─── Provided information

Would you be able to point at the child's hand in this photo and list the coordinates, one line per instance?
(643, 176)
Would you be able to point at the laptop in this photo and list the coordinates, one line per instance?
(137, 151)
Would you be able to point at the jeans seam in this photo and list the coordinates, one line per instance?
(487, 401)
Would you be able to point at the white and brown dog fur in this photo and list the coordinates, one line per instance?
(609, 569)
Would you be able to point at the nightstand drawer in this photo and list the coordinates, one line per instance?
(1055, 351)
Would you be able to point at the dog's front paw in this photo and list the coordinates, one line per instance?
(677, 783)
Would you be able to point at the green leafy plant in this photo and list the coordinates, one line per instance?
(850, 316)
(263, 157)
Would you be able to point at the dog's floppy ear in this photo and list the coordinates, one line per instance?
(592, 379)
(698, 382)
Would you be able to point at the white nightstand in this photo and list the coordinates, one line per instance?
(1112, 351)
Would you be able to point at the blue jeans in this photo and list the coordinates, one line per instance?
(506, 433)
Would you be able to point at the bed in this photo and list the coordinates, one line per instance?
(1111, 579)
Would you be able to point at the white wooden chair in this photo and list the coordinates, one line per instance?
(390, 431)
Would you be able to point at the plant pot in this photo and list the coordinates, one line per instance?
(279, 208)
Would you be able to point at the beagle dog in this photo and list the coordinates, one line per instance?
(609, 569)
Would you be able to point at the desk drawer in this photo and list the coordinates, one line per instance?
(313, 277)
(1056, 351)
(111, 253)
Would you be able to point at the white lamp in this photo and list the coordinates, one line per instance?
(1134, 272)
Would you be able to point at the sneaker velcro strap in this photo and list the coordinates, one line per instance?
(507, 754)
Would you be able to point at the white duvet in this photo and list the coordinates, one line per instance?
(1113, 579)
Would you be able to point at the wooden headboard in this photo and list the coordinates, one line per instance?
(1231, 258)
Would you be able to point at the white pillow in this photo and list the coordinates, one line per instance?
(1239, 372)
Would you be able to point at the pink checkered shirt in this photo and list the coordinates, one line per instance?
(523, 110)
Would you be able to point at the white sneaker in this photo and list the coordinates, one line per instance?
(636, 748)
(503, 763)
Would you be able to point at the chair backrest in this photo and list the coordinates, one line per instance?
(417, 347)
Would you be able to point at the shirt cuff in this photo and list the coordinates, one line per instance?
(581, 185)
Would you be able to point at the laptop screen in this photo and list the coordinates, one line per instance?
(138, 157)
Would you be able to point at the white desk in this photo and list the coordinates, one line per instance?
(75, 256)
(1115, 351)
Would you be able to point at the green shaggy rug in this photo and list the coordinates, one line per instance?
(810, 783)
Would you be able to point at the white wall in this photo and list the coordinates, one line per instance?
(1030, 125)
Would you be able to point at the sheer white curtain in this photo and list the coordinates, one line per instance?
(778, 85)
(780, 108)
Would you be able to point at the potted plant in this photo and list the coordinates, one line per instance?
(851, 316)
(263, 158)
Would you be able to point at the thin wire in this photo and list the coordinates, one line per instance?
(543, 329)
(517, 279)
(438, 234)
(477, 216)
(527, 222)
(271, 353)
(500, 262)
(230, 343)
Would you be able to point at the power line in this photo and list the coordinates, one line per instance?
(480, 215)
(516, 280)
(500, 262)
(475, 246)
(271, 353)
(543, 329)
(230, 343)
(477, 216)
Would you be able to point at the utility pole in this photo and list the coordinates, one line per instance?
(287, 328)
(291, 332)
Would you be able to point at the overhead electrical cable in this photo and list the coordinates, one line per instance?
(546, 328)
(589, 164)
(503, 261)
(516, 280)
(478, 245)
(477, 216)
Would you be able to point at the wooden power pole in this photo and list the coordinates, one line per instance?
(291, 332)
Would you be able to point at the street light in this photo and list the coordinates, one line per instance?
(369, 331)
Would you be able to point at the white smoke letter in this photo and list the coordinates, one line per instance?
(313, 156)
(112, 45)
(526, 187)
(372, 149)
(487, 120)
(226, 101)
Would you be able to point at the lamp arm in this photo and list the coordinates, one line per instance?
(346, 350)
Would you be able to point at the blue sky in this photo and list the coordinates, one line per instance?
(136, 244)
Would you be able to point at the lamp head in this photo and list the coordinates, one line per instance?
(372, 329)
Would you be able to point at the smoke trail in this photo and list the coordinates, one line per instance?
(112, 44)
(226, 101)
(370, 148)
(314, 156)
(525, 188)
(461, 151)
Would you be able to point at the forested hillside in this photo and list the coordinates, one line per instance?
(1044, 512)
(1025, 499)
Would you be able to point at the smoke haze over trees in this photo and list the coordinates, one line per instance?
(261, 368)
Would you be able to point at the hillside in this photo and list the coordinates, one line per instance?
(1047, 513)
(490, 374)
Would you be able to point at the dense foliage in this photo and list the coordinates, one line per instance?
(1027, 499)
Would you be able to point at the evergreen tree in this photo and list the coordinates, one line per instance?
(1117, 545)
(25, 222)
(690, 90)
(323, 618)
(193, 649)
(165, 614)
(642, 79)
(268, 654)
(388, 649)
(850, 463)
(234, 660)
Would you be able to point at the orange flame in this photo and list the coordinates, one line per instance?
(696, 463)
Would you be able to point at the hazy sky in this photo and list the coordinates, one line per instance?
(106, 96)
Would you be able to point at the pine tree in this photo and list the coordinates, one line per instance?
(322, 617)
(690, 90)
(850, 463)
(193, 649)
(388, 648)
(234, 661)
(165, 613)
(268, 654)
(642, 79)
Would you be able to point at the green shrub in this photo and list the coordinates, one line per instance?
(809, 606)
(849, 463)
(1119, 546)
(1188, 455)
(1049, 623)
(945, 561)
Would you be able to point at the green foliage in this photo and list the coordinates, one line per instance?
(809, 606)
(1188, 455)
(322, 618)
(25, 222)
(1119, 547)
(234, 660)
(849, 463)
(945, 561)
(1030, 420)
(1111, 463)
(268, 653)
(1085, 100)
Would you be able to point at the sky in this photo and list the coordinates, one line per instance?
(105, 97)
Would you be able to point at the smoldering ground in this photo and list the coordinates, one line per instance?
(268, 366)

──────

→ **What is needed**:
Using the same words as the original, repeat the records above.

→ **Response to this task**:
Would you be able to point at the child's hand in this photo and list the coordinates, one line per instance?
(643, 176)
Would you be able to point at the laptop in this photo and list the coordinates, one line per instance?
(137, 151)
Would you be able to point at the jeans seam in this photo and list the coordinates, one line per instance?
(487, 401)
Would you be able to point at the white and brown dog fur in this photo and list the coordinates, one line per instance?
(609, 569)
Would you be able to point at the nightstand drawer in this photo and list the coordinates, one line per instance?
(1055, 351)
Would you be able to point at the dog's front paw in this photo and list the coordinates, one line per instance?
(677, 783)
Would you be able to point at the green leafy plant in this photo and list the coordinates, one line per instance?
(850, 316)
(263, 157)
Would you be able to point at the dog's floppy ear in this photo and list the coordinates, one line per instance?
(592, 379)
(698, 382)
Would you be able to point at the white nightstand in this photo and list the coordinates, one line per instance?
(1112, 351)
Would you be able to point at the blue jeans in this photo and list the coordinates, one line per instance?
(506, 433)
Would you be able to point at the bed in this photo and list the coordinates, one line per instance?
(1111, 579)
Would you be able to point at the white wooden chair in this photo and list the coordinates, one line per instance?
(390, 431)
Would you be able to point at the plant pot in this photo and list the coordinates, one line per instance?
(279, 208)
Would you be able to point at the beagle dog in this photo and list the coordinates, one line per instance?
(609, 569)
Would you be able to point at the desk drawer in this photo and list the coordinates, one line per instance?
(313, 277)
(1056, 351)
(111, 253)
Would you be able to point at the white lamp in this photo and list the coordinates, one line per instance?
(1134, 272)
Would you be able to point at the sneaker velcro strap in this photo and list the coordinates, one line per instance?
(507, 754)
Would you be able to point at the white duvet in this photo and list the coordinates, one line per instance?
(1113, 579)
Would you be able to point at the wooden headboard in this photo and list the coordinates, one line per instance?
(1231, 258)
Would you be able to point at the white pillow in this photo and list the coordinates, one line per instance?
(1239, 372)
Would you be able to point at the pink checkered shirt in this photo and list the coordinates, one line per instance?
(523, 110)
Would you be able to point at the white sneaker in this photo and list the coordinates, one line per instance?
(636, 748)
(503, 763)
Would you be able to point at the chair backrest in this photo and list the coordinates, one line per instance?
(417, 347)
Would you be able to point at the shirt cuff in this photo and list the coordinates, one line per instance?
(581, 185)
Would you be able to point at the laptop screen in this photo and list the coordinates, one line per instance?
(138, 157)
Would you be able to point at the white desk in this photo and list the coordinates, one line per instance?
(75, 256)
(1115, 351)
Would you be able to point at the green shaggy rug in this photo and list the coordinates, one line per instance?
(810, 783)
Would you be able to point at the white wall in this photo and list the coordinates, one line per instance?
(1030, 125)
Would you be able to point at the sheer white curtain in this photo and list the coordinates, one line per instance?
(778, 85)
(780, 108)
Would you be able to point at the potted plant in this photo and list the coordinates, one line per instance?
(851, 316)
(263, 158)
Would you be able to point at the thin wire in this photo and list the coordinates, one line per instance?
(543, 329)
(517, 279)
(438, 234)
(477, 216)
(527, 222)
(271, 353)
(500, 262)
(230, 343)
Would you be able to point at the power line in this photo and list the coordinates, one line per instance?
(480, 215)
(516, 280)
(500, 262)
(475, 246)
(271, 353)
(543, 329)
(230, 343)
(477, 216)
Would you be able to point at the utility pole in this photo and list the coordinates, one line per instance?
(287, 328)
(291, 332)
Would you be able to point at the overhead electrical cable in this photo and list the coordinates, one line per instance?
(546, 328)
(589, 164)
(503, 261)
(516, 280)
(478, 245)
(477, 216)
Would you be able to point at the wooden power pole in this photo and list the coordinates, one line per instance?
(291, 332)
Would you be able to point at the street light in this photo and list the coordinates, one line per instance?
(369, 331)
Would you be able to point at the white smoke letter in this photo and list the coordinates, one line per instance?
(313, 156)
(112, 45)
(526, 187)
(372, 149)
(487, 120)
(226, 101)
Would you be able to point at the lamp arm in this photo and list the coordinates, one line per instance?
(346, 350)
Would you be able to point at the blue sky in this photo and list the coordinates, one line per instance?
(136, 244)
Would you be able to point at the lamp head in this photo and list the coordinates, one line per instance?
(372, 329)
Would you be able to point at the smoke trail in this photo and list the coordinates, one line per instance?
(112, 44)
(226, 101)
(370, 148)
(314, 156)
(525, 188)
(461, 151)
Would you be able to point at the forested hillside in this photo and list the coordinates, one line per instance?
(1044, 512)
(1025, 499)
Would you be able to point at the smoke haze over trees in this photo and list the coordinates, one line per instance?
(261, 368)
Would you be able to point at the hillside in this photo and list the coordinates, one line per instance?
(1047, 513)
(490, 374)
Would you be able to point at the dense foliage in this photo and list the coordinates, one line per instance?
(1027, 499)
Would you be able to point at the evergreen tree in this photo and list the coordinates, one line per instance?
(1117, 545)
(25, 222)
(690, 90)
(323, 618)
(193, 649)
(165, 614)
(642, 79)
(268, 654)
(388, 649)
(850, 463)
(234, 660)
Would you be able to point at the orange flame in this photo and list the coordinates, one line per instance?
(696, 463)
Would you be able to point at the hazy sky in this photo and list the coordinates, one line per instance?
(106, 96)
Would you be able to point at the pine tree in this photo and list the coordinates, one line per instance?
(322, 617)
(690, 90)
(850, 463)
(193, 649)
(388, 648)
(234, 661)
(165, 613)
(268, 654)
(642, 79)
Would you be able to point at the green shrub in this photo and list the coordinates, one line per instance?
(809, 606)
(849, 463)
(1119, 546)
(1188, 455)
(1049, 623)
(945, 561)
Would you be able to point at the green foliage in this photo and list the coordinates, one line per instance?
(809, 606)
(1188, 455)
(322, 618)
(25, 222)
(1119, 547)
(234, 660)
(849, 463)
(945, 561)
(1030, 420)
(1111, 463)
(268, 653)
(1085, 100)
Would you be able to point at the sky in this photo and list the coordinates, one line per instance?
(105, 97)
Would you be able to point at the smoldering ground in this photo and list the coordinates, one line per instance?
(268, 366)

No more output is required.